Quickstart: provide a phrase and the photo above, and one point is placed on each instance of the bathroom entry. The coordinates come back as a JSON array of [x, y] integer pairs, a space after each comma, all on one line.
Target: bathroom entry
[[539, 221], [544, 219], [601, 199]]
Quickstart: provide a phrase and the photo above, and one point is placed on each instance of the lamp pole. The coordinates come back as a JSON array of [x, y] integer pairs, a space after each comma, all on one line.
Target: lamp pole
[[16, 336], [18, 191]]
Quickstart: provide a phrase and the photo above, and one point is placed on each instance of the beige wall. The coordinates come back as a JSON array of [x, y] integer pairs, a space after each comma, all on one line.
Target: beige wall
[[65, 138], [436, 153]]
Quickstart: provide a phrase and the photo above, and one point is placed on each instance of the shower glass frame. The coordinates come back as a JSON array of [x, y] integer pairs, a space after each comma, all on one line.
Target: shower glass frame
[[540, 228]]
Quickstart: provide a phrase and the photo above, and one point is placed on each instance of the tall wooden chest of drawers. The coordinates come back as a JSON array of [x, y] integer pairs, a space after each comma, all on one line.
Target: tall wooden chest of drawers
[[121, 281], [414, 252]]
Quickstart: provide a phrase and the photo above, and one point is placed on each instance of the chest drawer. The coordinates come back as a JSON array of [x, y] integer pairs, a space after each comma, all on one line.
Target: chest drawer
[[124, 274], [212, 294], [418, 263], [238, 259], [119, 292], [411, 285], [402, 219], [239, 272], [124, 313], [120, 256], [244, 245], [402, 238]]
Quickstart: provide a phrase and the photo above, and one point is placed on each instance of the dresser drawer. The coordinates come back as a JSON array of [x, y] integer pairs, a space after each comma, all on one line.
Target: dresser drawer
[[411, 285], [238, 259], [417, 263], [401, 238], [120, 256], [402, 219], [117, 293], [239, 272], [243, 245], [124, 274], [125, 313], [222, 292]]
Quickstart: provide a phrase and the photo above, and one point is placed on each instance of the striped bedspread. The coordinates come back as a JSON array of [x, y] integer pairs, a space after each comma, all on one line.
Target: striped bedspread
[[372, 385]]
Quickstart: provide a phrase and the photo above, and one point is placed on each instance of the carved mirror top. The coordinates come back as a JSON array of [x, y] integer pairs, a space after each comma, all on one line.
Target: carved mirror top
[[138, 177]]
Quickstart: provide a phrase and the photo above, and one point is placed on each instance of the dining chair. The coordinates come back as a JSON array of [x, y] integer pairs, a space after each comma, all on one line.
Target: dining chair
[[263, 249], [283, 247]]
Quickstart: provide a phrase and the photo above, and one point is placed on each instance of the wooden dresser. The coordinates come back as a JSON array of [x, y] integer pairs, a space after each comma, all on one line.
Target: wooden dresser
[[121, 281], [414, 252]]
---
→ SHORT PROBLEM
Rescale the listing from its first line through the line containing "[[539, 221], [544, 219], [601, 199]]", both ends included, writing every line out again with the requests kept as they are. Multiply each answer coordinate by 1.7 and round to a whole number, with halves going up.

→ WORKED SOLUTION
Quickstart: provide a phrase and the photo above, and one point is placed on each instance of the bathroom entry. The coordinates come back as a JSON array of [x, y] integer pairs, a space after each comma, all on one line.
Target: bathroom entry
[[916, 376], [925, 372], [1022, 338]]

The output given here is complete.